Records excerpted from a collection:
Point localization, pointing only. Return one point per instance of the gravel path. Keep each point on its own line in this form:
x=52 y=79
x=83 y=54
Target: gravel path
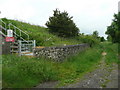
x=103 y=77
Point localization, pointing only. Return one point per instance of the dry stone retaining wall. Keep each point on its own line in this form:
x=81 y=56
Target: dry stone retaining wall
x=59 y=53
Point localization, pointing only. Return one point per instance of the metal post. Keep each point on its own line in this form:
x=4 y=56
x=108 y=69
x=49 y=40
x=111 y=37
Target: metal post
x=34 y=43
x=19 y=47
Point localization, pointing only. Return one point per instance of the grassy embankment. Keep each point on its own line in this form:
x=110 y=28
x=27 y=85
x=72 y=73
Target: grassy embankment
x=41 y=34
x=28 y=72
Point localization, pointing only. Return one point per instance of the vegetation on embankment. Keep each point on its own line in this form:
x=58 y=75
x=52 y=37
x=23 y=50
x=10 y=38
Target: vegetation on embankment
x=41 y=34
x=44 y=38
x=112 y=52
x=29 y=72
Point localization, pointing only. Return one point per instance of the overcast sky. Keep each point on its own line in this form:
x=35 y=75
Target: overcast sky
x=89 y=15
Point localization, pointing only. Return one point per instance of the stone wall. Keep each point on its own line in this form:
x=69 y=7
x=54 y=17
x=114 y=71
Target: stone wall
x=59 y=53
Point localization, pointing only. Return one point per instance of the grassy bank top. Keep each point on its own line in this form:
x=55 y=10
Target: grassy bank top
x=41 y=34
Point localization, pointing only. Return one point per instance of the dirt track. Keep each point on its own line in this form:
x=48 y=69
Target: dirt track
x=103 y=77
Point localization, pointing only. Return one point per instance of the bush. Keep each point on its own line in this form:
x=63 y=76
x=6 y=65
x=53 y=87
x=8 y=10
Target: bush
x=62 y=25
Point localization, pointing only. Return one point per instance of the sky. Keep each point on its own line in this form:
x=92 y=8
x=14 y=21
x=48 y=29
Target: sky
x=88 y=15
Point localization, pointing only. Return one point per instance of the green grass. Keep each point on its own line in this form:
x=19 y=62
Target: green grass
x=28 y=72
x=112 y=52
x=41 y=34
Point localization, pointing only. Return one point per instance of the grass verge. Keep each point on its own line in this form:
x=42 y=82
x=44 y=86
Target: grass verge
x=23 y=72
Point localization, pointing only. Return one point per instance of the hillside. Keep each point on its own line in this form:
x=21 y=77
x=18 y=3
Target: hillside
x=41 y=34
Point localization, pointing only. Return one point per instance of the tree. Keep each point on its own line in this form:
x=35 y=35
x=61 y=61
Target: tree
x=113 y=30
x=62 y=24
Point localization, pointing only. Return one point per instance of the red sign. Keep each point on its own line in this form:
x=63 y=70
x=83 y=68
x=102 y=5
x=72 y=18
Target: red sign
x=10 y=39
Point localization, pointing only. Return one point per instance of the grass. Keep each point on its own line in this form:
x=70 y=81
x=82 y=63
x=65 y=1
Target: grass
x=41 y=34
x=22 y=72
x=112 y=52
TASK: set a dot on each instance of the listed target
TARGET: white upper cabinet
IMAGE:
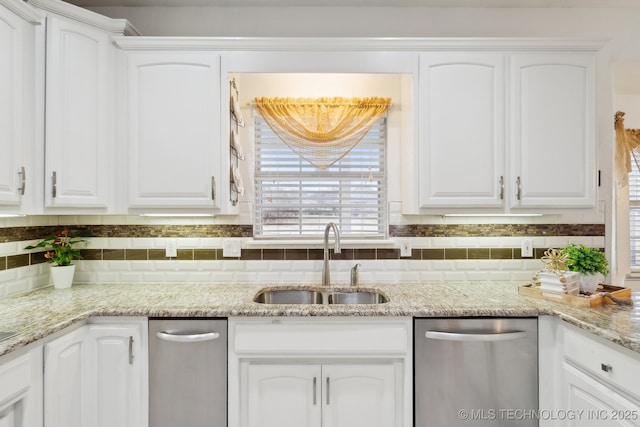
(173, 131)
(78, 136)
(461, 119)
(498, 138)
(553, 130)
(17, 120)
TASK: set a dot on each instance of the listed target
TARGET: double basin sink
(314, 296)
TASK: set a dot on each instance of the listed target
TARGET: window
(634, 215)
(294, 199)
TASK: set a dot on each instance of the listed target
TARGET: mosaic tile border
(495, 230)
(431, 254)
(13, 234)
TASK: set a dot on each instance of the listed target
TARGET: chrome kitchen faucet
(326, 274)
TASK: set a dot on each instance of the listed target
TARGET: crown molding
(115, 26)
(23, 10)
(290, 44)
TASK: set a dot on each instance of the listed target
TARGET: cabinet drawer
(15, 378)
(618, 366)
(322, 337)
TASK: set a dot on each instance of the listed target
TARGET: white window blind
(295, 199)
(634, 215)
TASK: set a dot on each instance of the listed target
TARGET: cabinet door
(67, 391)
(461, 130)
(21, 390)
(595, 404)
(283, 396)
(174, 130)
(16, 45)
(553, 130)
(359, 396)
(78, 113)
(117, 362)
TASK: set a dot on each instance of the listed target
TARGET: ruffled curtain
(627, 145)
(322, 130)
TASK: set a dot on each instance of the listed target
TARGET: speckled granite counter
(44, 312)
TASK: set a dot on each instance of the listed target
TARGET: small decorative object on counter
(561, 279)
(60, 253)
(590, 263)
(555, 277)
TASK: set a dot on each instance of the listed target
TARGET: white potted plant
(591, 263)
(60, 253)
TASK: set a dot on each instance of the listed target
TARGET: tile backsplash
(136, 253)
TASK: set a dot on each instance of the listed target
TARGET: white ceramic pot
(589, 282)
(62, 275)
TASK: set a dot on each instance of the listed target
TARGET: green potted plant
(60, 254)
(591, 263)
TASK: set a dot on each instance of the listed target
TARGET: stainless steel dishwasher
(187, 372)
(476, 371)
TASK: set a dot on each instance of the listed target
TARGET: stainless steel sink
(289, 296)
(310, 296)
(363, 297)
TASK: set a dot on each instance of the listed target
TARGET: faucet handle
(355, 279)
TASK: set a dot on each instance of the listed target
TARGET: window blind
(294, 199)
(634, 215)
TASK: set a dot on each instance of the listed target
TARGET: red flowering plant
(59, 246)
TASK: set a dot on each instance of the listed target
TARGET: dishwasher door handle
(475, 336)
(173, 337)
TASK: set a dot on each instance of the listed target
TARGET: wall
(130, 249)
(616, 24)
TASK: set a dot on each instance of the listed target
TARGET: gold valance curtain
(627, 145)
(322, 130)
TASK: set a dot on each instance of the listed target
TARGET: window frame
(344, 172)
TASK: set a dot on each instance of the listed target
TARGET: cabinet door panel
(553, 130)
(283, 396)
(461, 129)
(359, 396)
(174, 129)
(118, 377)
(77, 115)
(11, 73)
(66, 387)
(596, 404)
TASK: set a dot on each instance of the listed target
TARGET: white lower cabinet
(595, 403)
(328, 395)
(291, 372)
(95, 376)
(21, 390)
(283, 395)
(586, 380)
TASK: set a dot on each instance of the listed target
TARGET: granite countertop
(43, 312)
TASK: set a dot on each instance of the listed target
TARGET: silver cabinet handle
(328, 390)
(173, 337)
(23, 180)
(54, 185)
(315, 389)
(130, 350)
(605, 367)
(475, 336)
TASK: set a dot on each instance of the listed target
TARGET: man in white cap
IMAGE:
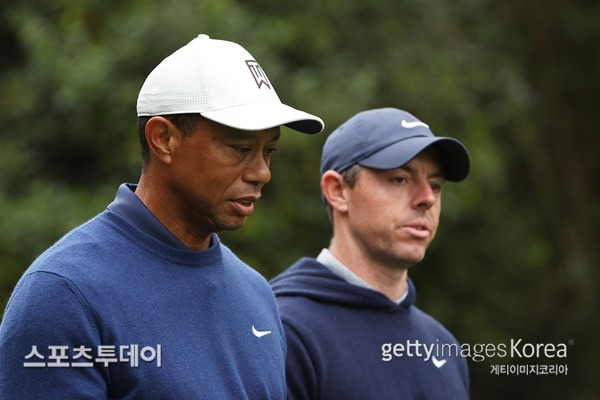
(143, 301)
(353, 331)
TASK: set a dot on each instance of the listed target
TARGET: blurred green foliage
(517, 81)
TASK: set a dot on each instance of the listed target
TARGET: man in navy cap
(353, 331)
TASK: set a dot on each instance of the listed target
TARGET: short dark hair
(350, 176)
(186, 123)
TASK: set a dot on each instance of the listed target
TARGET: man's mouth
(420, 231)
(245, 205)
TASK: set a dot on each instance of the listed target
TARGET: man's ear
(334, 189)
(162, 137)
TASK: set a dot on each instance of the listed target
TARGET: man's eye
(242, 150)
(270, 150)
(436, 187)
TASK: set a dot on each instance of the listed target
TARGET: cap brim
(455, 159)
(259, 116)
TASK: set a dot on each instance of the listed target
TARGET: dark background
(517, 81)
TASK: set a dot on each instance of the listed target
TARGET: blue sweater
(349, 342)
(172, 323)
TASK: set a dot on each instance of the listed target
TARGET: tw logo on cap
(258, 74)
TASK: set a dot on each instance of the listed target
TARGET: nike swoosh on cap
(414, 124)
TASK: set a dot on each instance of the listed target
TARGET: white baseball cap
(224, 83)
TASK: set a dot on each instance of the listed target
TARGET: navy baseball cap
(388, 138)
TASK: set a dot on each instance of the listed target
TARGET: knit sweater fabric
(349, 342)
(131, 317)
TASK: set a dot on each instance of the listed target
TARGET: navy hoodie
(349, 342)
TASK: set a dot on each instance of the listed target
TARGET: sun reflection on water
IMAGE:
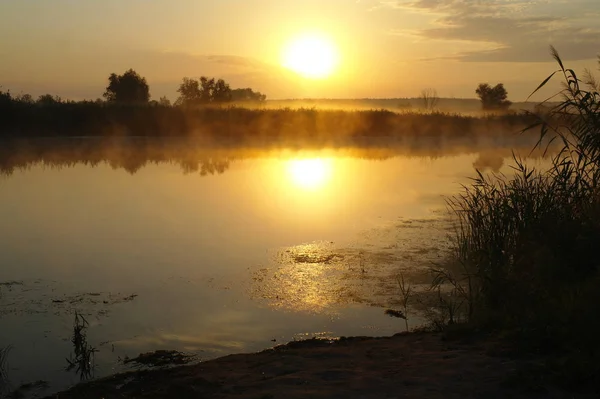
(310, 174)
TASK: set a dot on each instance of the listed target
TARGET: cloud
(83, 73)
(507, 30)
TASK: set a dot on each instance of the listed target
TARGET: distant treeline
(31, 119)
(198, 156)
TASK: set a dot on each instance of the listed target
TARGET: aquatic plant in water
(82, 358)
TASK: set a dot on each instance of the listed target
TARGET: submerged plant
(82, 358)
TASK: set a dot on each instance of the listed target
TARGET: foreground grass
(101, 119)
(525, 264)
(415, 365)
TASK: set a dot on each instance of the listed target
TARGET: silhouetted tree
(247, 94)
(129, 88)
(429, 98)
(221, 92)
(164, 101)
(48, 99)
(5, 97)
(25, 98)
(203, 91)
(493, 97)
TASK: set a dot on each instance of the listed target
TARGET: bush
(527, 245)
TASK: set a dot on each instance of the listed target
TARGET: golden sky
(386, 49)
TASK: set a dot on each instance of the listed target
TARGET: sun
(312, 56)
(309, 173)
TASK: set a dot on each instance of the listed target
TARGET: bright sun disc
(309, 173)
(311, 56)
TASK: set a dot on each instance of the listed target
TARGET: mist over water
(170, 244)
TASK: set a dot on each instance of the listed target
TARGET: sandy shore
(417, 365)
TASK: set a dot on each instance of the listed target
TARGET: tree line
(132, 88)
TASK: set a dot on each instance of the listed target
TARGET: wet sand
(416, 365)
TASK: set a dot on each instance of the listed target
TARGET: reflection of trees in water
(489, 160)
(194, 157)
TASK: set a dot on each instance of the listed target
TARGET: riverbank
(415, 365)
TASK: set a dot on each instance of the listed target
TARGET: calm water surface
(217, 257)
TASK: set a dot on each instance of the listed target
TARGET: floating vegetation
(160, 358)
(28, 389)
(82, 358)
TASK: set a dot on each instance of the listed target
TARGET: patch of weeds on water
(27, 389)
(82, 358)
(160, 358)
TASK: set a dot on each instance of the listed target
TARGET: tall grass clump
(526, 249)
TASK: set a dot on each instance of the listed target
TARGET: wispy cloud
(507, 30)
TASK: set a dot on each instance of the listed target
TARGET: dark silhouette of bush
(129, 88)
(203, 91)
(493, 98)
(247, 95)
(525, 256)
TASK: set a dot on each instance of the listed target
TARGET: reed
(525, 249)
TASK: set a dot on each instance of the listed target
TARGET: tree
(25, 98)
(493, 97)
(129, 88)
(164, 101)
(429, 98)
(247, 94)
(203, 91)
(48, 99)
(221, 92)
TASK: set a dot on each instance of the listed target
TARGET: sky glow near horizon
(384, 48)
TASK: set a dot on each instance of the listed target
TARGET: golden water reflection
(310, 173)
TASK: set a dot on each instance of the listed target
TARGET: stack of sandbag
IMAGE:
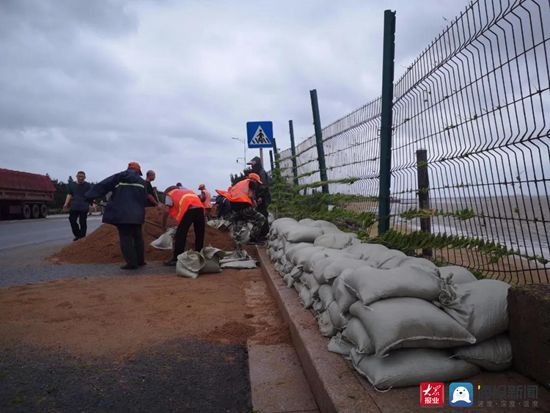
(402, 331)
(400, 320)
(481, 307)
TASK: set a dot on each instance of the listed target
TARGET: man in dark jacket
(263, 194)
(125, 210)
(77, 205)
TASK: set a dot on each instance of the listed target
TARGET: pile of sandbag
(400, 320)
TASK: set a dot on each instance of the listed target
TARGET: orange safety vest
(207, 199)
(240, 192)
(182, 200)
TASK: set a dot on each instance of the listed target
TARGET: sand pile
(121, 316)
(102, 246)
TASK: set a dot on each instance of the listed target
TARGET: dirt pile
(121, 316)
(102, 246)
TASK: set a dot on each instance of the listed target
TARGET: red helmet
(255, 177)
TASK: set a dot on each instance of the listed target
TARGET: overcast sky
(93, 85)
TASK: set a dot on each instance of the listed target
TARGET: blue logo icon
(461, 395)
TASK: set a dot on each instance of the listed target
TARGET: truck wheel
(35, 211)
(27, 213)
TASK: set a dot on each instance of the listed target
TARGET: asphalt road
(36, 233)
(184, 375)
(25, 245)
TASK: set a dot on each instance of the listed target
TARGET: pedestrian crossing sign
(260, 134)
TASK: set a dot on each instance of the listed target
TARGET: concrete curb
(335, 386)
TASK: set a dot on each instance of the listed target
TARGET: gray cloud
(94, 84)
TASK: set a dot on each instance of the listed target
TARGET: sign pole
(262, 156)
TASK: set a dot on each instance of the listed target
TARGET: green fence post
(293, 151)
(319, 139)
(275, 153)
(423, 194)
(386, 122)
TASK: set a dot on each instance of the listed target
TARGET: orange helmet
(254, 177)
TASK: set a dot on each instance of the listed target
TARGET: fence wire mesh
(477, 99)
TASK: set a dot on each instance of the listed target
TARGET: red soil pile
(102, 246)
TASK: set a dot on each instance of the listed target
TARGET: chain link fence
(477, 100)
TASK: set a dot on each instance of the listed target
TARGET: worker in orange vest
(242, 197)
(186, 208)
(206, 200)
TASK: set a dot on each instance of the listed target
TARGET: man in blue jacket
(125, 210)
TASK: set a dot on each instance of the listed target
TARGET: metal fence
(478, 100)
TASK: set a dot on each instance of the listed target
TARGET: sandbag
(322, 259)
(458, 275)
(317, 306)
(365, 251)
(309, 280)
(326, 328)
(220, 224)
(342, 295)
(355, 333)
(418, 262)
(302, 233)
(165, 241)
(326, 226)
(388, 260)
(189, 264)
(303, 257)
(296, 272)
(281, 223)
(339, 320)
(307, 222)
(292, 249)
(339, 264)
(325, 295)
(289, 280)
(306, 298)
(286, 266)
(319, 261)
(372, 284)
(335, 240)
(212, 257)
(410, 367)
(339, 345)
(494, 354)
(298, 286)
(409, 322)
(480, 306)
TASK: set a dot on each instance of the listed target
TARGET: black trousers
(193, 216)
(79, 229)
(262, 209)
(131, 243)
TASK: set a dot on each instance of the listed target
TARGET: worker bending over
(206, 200)
(186, 208)
(242, 197)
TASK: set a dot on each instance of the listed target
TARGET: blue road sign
(260, 134)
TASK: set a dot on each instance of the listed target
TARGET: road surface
(39, 233)
(25, 245)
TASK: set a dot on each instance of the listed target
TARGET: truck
(24, 195)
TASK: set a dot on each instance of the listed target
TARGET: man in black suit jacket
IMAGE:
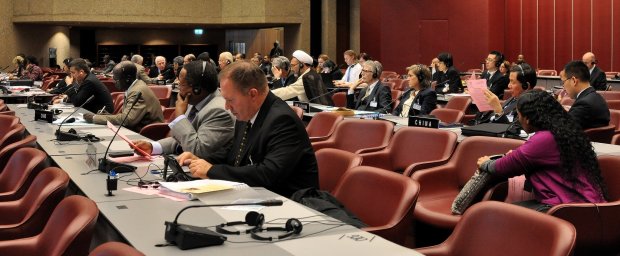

- Task statement:
Nothing but an exact copy belongs in the answer: the lines from the top of the records through the line containing "the dry stone", minus the pictures.

- Written answer:
Point localization, pointing only. Return one point per instance of the gravel path. Keep each point on its own line in this form:
x=52 y=79
x=83 y=54
Target: gravel path
x=103 y=77
Point localization, pointing only. Return one point per instance of the dry stone retaining wall. Keep each point on its own line in this form:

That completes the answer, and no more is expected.